───── Dataset excerpts ─────
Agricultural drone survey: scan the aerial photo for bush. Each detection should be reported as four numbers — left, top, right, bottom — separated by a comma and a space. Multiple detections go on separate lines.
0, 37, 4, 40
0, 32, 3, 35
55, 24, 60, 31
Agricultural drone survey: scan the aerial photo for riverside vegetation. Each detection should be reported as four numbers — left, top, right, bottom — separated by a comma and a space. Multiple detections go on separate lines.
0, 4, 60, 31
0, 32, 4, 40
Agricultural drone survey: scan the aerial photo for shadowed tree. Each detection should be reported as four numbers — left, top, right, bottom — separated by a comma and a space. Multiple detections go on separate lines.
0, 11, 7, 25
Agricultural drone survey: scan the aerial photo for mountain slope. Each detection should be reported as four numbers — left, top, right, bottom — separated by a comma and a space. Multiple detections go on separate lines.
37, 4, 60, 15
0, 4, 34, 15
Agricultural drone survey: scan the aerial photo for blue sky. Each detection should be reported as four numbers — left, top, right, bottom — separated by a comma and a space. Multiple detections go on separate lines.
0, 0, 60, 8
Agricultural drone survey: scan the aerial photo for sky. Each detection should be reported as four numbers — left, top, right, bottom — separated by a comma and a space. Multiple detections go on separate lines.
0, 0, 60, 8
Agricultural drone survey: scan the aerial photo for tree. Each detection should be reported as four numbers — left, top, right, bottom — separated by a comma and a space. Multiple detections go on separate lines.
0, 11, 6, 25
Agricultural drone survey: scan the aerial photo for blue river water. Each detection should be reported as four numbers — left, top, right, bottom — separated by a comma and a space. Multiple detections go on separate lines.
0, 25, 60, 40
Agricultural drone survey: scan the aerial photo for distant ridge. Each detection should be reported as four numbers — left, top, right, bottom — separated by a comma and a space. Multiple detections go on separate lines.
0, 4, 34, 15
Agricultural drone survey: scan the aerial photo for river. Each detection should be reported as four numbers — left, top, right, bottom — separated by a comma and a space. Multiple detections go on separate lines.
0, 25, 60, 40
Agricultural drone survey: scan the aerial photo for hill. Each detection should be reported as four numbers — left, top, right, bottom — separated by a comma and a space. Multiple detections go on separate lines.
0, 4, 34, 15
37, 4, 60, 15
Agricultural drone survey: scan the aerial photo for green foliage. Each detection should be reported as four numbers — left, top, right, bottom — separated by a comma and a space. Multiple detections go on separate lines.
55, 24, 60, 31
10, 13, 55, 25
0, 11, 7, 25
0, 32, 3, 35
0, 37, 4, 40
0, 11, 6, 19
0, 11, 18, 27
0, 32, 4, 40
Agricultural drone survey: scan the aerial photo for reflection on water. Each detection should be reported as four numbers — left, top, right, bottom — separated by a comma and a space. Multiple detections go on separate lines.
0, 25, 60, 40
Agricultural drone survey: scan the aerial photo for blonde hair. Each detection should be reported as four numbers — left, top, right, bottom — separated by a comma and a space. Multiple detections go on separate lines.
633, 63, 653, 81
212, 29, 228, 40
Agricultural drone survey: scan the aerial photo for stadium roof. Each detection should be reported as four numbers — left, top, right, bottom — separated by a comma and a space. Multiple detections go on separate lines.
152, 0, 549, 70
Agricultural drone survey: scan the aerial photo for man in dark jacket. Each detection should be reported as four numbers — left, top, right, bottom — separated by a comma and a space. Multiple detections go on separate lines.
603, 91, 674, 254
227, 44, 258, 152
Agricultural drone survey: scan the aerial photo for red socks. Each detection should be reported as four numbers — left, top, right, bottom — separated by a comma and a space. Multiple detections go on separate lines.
─────
**Work item**:
Return exactly the run of lines that opens with the one containing "Agricultural drone survey: scan the aerial photo for blonde" and closes with the last line of the records above.

**Exercise solution**:
Agricultural drone survey: scan the aerial photo for blonde hair. Each detection should be reported as four numbers — left, top, right, bottom — separated by a comma and a space. Multiple detections go on separate lines.
633, 63, 653, 81
212, 29, 228, 40
Agricultural drone survey: scan the aerial photo for stadium roof. Each detection should be reported as four numbers — left, top, right, bottom — separated by a comma and a space. Multiple detections go on separate lines.
152, 0, 549, 70
Agricultural drone survey: scan the aerial photo for man in dark jacket. Each detection should be reported as four numbers — left, top, right, bottom — separated by a comma and a space. Multiple detections go on separate lines.
603, 91, 674, 254
227, 44, 258, 152
Agricultural drone survey: scan the aerial photo for red socks. Each detection should be reported as four numbers — left, top, right, bottom — separated by a comma and a space. Multiple detections go on separate lines.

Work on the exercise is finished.